▸ Directive
Filter the rows below and copy out each line that contains the string "queried". Treat uppercase and lowercase as different when matching.

[start Data provided]

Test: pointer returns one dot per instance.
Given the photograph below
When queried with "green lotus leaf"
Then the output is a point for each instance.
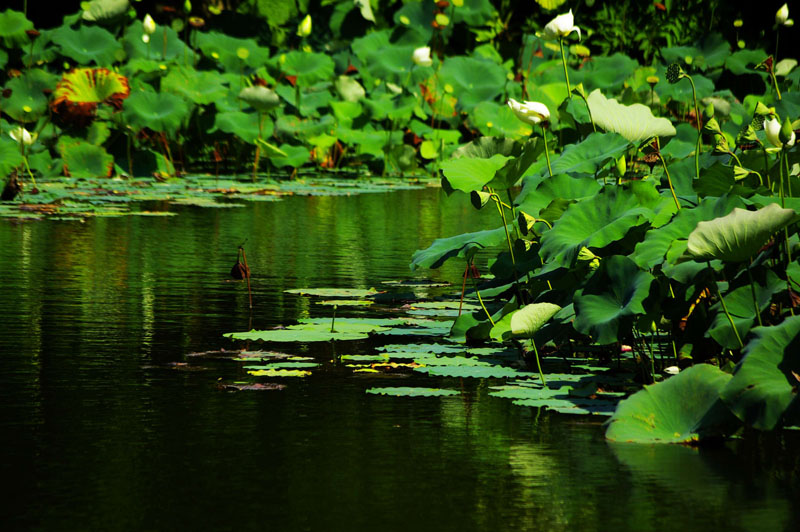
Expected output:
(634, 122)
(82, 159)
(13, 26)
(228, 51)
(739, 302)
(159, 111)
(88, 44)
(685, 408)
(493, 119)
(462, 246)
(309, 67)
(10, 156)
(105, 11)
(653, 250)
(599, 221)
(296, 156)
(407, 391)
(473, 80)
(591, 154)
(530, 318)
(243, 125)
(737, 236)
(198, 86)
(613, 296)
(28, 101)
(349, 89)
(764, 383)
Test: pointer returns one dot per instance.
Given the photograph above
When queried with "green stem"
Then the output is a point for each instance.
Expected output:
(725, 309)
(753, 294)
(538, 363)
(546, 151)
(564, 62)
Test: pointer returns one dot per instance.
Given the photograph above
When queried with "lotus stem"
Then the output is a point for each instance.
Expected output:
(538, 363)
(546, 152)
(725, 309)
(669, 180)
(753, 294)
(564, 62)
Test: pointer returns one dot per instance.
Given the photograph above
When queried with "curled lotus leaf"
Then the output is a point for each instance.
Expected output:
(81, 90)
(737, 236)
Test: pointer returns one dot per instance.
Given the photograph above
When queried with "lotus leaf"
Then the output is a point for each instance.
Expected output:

[end Data provided]
[start Data provided]

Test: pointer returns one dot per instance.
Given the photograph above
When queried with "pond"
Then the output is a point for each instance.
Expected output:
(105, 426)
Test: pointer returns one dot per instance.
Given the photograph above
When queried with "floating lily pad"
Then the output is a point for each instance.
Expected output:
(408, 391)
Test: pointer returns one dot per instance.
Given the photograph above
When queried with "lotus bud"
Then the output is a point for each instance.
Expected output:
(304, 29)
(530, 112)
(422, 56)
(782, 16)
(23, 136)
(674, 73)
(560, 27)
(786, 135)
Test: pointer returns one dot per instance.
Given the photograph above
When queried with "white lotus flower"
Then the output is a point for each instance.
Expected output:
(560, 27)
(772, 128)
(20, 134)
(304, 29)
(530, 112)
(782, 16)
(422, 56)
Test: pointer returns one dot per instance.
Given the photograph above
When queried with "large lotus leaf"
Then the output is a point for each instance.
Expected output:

[end Data provided]

▸ Solution to this task
When queried with "green lotus leaf"
When queried with "green stem"
When queried with "lotus stem"
When queried with "curled lotus leaf"
When queried with "lotus leaf"
When queried with "pond"
When queried with "floating lily pad"
When queried with "lotus bud"
When queried with "white lotus flower"
When queried with "large lotus leaf"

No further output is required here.